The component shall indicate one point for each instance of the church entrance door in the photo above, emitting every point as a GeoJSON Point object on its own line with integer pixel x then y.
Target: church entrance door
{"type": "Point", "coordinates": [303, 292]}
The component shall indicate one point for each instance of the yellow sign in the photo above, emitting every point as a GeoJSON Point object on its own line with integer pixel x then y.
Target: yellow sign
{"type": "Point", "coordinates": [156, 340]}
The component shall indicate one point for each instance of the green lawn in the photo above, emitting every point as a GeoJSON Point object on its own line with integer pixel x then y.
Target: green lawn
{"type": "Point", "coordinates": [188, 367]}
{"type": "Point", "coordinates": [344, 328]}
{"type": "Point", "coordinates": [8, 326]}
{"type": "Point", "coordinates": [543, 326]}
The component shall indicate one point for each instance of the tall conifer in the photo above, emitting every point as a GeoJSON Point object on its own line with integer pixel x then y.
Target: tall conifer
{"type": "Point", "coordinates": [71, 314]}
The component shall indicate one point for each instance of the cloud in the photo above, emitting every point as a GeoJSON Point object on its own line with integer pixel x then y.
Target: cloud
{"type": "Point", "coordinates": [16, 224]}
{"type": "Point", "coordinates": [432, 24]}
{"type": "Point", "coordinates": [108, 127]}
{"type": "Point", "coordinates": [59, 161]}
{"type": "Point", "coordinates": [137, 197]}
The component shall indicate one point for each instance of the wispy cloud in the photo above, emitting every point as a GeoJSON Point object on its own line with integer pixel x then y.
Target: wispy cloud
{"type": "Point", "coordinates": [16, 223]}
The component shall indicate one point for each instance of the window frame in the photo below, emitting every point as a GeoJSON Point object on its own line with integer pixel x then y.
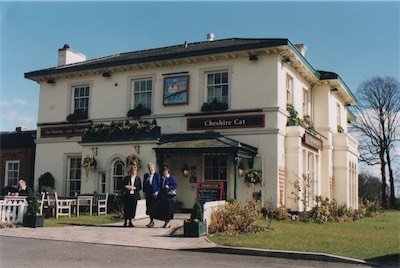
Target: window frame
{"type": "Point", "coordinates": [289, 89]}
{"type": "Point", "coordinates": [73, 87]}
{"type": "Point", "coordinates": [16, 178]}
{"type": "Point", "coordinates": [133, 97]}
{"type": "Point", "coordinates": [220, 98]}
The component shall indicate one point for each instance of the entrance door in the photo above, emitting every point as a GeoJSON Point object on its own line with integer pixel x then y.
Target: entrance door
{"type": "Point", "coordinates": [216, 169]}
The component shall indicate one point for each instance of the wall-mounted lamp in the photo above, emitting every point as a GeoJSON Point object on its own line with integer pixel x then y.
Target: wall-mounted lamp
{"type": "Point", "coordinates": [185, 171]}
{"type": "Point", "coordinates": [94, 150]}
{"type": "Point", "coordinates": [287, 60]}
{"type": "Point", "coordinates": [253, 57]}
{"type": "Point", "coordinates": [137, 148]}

______

PROBLEM STATEMENT: Rewrite all of the records above, replacing "component" with "module" everywhere and leaving everything else unchanged. Omit the pictures from your answer.

OUTPUT FOR THIS TASK:
The module shall indicate one point for each instance of the church entrance door in the photo above, emitting every point as a GeoJSON Point object on its own line with integer pixel x then y.
Target: church entrance door
{"type": "Point", "coordinates": [303, 292]}
The module shall indicate one point for each instance of the yellow sign in the photo above, emitting every point as a GeoJSON Point object on its own line with integer pixel x then y.
Target: yellow sign
{"type": "Point", "coordinates": [156, 340]}
The module shall indicate one point for each instance of the green lawn in the photo above, emitting every point as a GeoJSON Point object on its own line with integer pixel x then y.
Target: green lawn
{"type": "Point", "coordinates": [188, 367]}
{"type": "Point", "coordinates": [344, 328]}
{"type": "Point", "coordinates": [8, 326]}
{"type": "Point", "coordinates": [543, 326]}
The module shall indicate one point for each instance of the tall conifer in the photo above, emitting every point as a GeoJSON Point object on its own line with integer pixel x then y.
Target: tall conifer
{"type": "Point", "coordinates": [71, 314]}
The module shall indicate one point for each instance of the cloud in the photo above, emitting every point as a GeoJSON Point object on its own line with integer pixel x then y.
Target: cloud
{"type": "Point", "coordinates": [16, 224]}
{"type": "Point", "coordinates": [432, 24]}
{"type": "Point", "coordinates": [108, 127]}
{"type": "Point", "coordinates": [59, 161]}
{"type": "Point", "coordinates": [137, 197]}
The module shall indicate one point for each instance of the wispy cloud in the photo above, emitting every point as a GeoJSON Point object on its own line with integer pixel x then y.
Target: wispy cloud
{"type": "Point", "coordinates": [16, 223]}
The module shall indicate one point for each instance of the window frame in the photo below, emitting every point as a GeoJSON Point object on its own line with integer pixel x then y.
Target: window frame
{"type": "Point", "coordinates": [289, 89]}
{"type": "Point", "coordinates": [73, 87]}
{"type": "Point", "coordinates": [16, 178]}
{"type": "Point", "coordinates": [133, 97]}
{"type": "Point", "coordinates": [220, 98]}
The module shall indicate one point for each instance of the entrance door in the photo above, emitting every point as a GeoJSON Point object on its own line with integer pixel x then y.
Target: entrance door
{"type": "Point", "coordinates": [216, 169]}
The module shall indicate one point for each instance of the wall-mounted lamp in the photo above, emitting every point as a GeoJSON Point object on its own line with integer pixel x then y.
Target: wall-mounted lamp
{"type": "Point", "coordinates": [185, 171]}
{"type": "Point", "coordinates": [94, 150]}
{"type": "Point", "coordinates": [287, 60]}
{"type": "Point", "coordinates": [253, 57]}
{"type": "Point", "coordinates": [137, 148]}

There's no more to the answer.